-- DATASET ENTRIES start --

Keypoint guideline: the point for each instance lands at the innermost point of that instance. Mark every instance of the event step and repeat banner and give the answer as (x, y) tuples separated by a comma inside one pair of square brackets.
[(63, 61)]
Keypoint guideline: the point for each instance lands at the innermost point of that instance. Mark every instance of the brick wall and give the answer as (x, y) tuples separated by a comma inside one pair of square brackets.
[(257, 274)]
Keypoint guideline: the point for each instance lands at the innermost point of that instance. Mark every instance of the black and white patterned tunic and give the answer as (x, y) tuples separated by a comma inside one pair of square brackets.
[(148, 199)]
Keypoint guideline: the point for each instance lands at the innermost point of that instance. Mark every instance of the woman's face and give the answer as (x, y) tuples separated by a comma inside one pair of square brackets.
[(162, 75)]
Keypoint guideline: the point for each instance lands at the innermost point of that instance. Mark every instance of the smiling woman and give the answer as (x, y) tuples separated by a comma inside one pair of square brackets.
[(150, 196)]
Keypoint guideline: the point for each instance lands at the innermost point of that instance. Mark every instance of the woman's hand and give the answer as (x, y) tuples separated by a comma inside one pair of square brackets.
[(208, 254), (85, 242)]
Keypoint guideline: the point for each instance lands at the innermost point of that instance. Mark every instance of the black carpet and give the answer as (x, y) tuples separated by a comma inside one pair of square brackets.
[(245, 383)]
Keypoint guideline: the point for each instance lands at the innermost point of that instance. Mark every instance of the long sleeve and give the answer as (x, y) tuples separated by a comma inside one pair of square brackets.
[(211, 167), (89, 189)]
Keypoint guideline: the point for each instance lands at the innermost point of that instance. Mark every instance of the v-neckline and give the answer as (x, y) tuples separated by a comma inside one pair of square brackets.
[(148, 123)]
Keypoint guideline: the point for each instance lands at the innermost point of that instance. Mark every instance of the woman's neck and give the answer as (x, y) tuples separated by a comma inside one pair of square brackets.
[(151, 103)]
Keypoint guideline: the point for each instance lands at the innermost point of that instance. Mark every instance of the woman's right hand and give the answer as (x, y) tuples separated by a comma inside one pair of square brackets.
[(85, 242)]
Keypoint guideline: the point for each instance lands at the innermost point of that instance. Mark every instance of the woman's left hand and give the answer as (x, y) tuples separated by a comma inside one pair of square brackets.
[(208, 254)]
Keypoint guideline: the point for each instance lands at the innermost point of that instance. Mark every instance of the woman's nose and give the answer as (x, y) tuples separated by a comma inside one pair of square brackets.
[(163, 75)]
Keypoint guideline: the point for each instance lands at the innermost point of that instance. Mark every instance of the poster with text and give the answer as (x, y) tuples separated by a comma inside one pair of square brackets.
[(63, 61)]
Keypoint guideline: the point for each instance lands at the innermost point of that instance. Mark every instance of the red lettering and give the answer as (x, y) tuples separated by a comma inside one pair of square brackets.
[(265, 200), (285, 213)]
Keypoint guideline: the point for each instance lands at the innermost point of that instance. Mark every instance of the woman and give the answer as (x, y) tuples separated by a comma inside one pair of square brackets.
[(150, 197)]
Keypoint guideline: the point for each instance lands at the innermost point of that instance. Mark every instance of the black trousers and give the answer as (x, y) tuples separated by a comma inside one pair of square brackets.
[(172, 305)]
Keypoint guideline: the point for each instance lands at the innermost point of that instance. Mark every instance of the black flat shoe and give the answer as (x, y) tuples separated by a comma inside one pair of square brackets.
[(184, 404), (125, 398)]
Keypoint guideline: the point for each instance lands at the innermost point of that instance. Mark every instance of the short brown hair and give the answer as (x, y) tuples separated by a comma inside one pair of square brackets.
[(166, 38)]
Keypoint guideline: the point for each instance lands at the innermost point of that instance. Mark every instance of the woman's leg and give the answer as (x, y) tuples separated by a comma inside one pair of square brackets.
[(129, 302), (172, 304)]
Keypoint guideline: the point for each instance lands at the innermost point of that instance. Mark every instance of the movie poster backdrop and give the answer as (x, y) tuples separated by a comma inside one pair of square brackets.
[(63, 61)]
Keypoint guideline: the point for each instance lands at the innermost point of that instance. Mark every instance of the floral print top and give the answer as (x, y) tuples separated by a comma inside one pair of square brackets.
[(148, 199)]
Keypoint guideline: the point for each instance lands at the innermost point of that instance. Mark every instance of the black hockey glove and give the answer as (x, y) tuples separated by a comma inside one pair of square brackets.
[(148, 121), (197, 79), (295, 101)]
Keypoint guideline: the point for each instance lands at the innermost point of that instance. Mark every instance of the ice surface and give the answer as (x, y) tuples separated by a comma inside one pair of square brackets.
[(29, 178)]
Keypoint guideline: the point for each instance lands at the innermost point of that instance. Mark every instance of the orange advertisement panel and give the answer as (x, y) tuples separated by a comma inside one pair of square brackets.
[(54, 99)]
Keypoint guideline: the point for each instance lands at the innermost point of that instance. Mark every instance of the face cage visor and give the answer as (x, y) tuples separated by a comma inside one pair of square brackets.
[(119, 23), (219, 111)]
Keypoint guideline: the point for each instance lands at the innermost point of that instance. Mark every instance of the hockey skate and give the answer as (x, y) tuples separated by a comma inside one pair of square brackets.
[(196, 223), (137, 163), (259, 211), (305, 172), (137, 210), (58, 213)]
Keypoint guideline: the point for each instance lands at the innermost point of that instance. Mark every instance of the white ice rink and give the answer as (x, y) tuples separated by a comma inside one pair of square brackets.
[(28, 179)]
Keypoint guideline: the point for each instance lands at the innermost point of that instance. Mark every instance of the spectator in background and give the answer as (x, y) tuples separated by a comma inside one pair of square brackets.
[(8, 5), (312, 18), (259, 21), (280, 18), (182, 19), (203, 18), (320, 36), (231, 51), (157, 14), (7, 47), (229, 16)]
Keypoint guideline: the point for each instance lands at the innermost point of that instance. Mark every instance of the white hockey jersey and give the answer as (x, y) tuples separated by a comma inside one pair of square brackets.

-- DATASET ENTRIES end --

__WRITTEN INSTRUCTION__: In the entries above, find the line containing "of the face". Set down that line and every line after it through the last one, exactly and alone.

__COMPLETE OUTPUT__:
Keypoint guideline: the point for each instance lands at the innermost point of that instance. Mark every instance of the face cage visor and give the answer as (x, y) tuples separated by a comma inside one pair of square brackets.
[(119, 23), (219, 111)]
Keypoint guideline: the point for each instance lands at the innermost point of that instance. Mark every instance of the hockey skate and give the answer as (x, y) tuples separated by a comma inside one pair of square brackets.
[(196, 223), (137, 163), (259, 211), (305, 172), (137, 210), (58, 213)]
Keypoint guideline: the point for each instance lands at the innermost point of that instance. Mark every instance of the white ice rink and give the answer as (x, y) tuples separated by a comma inside one pair of square brackets.
[(28, 179)]
Keypoint guideline: the point for each instance lands at the innermost point of that instance. Mark every instance of the spectator in background and give the answer as (x, y) tuples separated by a comma inside one pair of square brackets.
[(8, 5), (312, 18), (259, 21), (280, 18), (182, 19), (203, 18), (320, 36), (231, 51), (157, 14), (7, 47), (229, 16)]
Keypoint guideline: the point for each instance lands at the innermost point of that instance. Mark every instance of the white hockey jersey and give the answer as (x, y) tuples separated by a comma inside one pair of square brackets.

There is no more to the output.